Bentinck was born into the prominent Bentinck family, the fifth child and third son of William Bentinck, 4th Duke of Portland and Henrietta (née Scott). His mother was the daughter, and along with her two sisters, the heiress of wealthy General John Scott of Fife.
He was known by George, as all the males in his family were given the first name William. He was educated privately and grew up at the family estate of Welbeck Abbey in Nottinghamshire, and at Fullarton House, near Troon, Ayrshire, where his father was developing the docks.
In 1818, Bentinck and his older brother John joined the army, but personal conflicts derailed his military career. As an officer in the 9th Lancers, he called his superior officer, Captain John Ker, a "poltroon", in February 1821. Ker levelled charges against Bentinck of "inattention to duty and contemptuous, insubordinate and disrespectful behaviour." Bentinck requested an inquiry into the charges and was ultimately cleared. However, the incident would not die and in May 1821, in Paris, Bentinck and Ker were prepared to duel. Bentinck's uncle George Canning, interceded and stopped the event.
Bentinck returned to England and exchanged regiments, with the plan of going to India. In May 1822, he was assigned as aide-de-camp to Canning, who had accepted the position of Governor-General of India. Instead, Canning became foreign secretary after The Marquess of Londonderry committed suicide. Canning requested both George and John be his non-stipendiary private secretaries "to wean them from their too great zeal in the chase and too great idleness in every other respect." John declined, joining the Life Guard Regiment, but George accepted the position.
In 1824, the death of their eldest brother, Henry, the Marquess of Titchfield, caused another change of plans. John became the Marquess of Titchfield and George took his place in the Life Guards, "it being the duke of Portland's wish that he should now take to the army as his profession."
Once again conflicts arose; in July 1825, Bentinck engaged a junior officer in a bloodless duel over an incident related to the mess accounts. Bentinck then left the regiment and took half-pay with the rank of major.
In 1828, he ran unopposed as the Whig representative for King's Lynn before moving over to join the Conservative Party (via the Derby Dilly parliamentary faction) by about 1835-6. Bentinck held King's Lynn until his death.

Listing →
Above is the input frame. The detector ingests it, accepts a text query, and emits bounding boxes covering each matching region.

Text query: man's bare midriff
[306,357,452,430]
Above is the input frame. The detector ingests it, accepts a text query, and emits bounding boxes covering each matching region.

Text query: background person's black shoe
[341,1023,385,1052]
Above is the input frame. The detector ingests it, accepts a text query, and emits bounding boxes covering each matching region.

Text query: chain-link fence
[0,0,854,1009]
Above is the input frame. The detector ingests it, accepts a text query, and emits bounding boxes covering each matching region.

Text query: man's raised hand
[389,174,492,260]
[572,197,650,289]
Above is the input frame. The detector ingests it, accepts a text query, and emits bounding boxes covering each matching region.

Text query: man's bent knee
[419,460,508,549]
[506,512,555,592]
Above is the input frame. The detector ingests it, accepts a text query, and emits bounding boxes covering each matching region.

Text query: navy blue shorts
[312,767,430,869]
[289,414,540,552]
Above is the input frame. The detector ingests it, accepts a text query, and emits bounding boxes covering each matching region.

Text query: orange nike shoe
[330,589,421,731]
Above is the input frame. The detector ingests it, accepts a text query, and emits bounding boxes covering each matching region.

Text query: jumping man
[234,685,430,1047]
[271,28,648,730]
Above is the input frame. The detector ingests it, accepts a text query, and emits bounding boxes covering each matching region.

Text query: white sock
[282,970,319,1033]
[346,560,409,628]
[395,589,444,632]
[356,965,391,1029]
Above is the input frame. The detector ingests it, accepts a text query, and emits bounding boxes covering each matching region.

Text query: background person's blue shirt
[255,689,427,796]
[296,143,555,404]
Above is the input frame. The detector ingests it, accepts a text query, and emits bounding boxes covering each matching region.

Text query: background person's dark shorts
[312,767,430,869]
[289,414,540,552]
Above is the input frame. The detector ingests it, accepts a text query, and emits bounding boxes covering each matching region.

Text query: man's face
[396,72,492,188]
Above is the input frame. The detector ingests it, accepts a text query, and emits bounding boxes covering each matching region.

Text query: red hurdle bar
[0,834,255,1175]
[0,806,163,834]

Problems to solve →
A. Reproduce the stretch of the Bentinck passage from "He was known" through "stopped the event.".
B. Pick up the Bentinck passage after its last sentence and keep writing.
The items come from a separate source and are unrelated to the Bentinck passage.

Final answers →
A.
He was known by George, as all the males in his family were given the first name William. He was educated privately and grew up at the family estate of Welbeck Abbey in Nottinghamshire, and at Fullarton House, near Troon, Ayrshire, where his father was developing the docks.
In 1818, Bentinck and his older brother John joined the army, but personal conflicts derailed his military career. As an officer in the 9th Lancers, he called his superior officer, Captain John Ker, a "poltroon", in February 1821. Ker levelled charges against Bentinck of "inattention to duty and contemptuous, insubordinate and disrespectful behaviour." Bentinck requested an inquiry into the charges and was ultimately cleared. However, the incident would not die and in May 1821, in Paris, Bentinck and Ker were prepared to duel. Bentinck's uncle George Canning, interceded and stopped the event.

B.
Before his interest in active politics in the 1840s, Bentinck was far better known for his interest in "the Turf." He was a notorious gambler, often losing substantial amounts. Bentinck owned several successful racehorses and his stable, which he established at Goodwood, was renowned for its quality. During the 1845 season, it was estimated that he had won more than £100,000.
Bentinck made strenuous efforts to eliminate fraud in the sport (although his own behaviour in fixing odds was not always scrupulous). In 1844, having exposed the winner of the Derby as a fraud, he proposed a set of rules to cover horse racing. By a series of legal actions he also limited the corruption involved in making and settlement of bets, deriving from outdated legislation. He is also credited with inventing the flag start at a race meeting at Goodwood. Prior to that races had been started by the starter shouting.
Though he was an "aristocratic dandy" who wore a new silk scarf every day, Bentinck's volatile temper again got him in trouble. He nearly lost his life in a duel over an unpaid debt. He fired his pistol in the air as his opponent, Squire Osbaldeston, an expert marksman, was flustered and missed, shooting Bentinck cleanly through the hat.
Despite his success in horse racing, his father reportedly strongly disapproved of this activity, and the duke was delighted when his son returned to "the more elevated occupations of political society." To commit himself to his political career, in 1846, Bentinck sold his entire stables and racing team for the bargain price of £10,000.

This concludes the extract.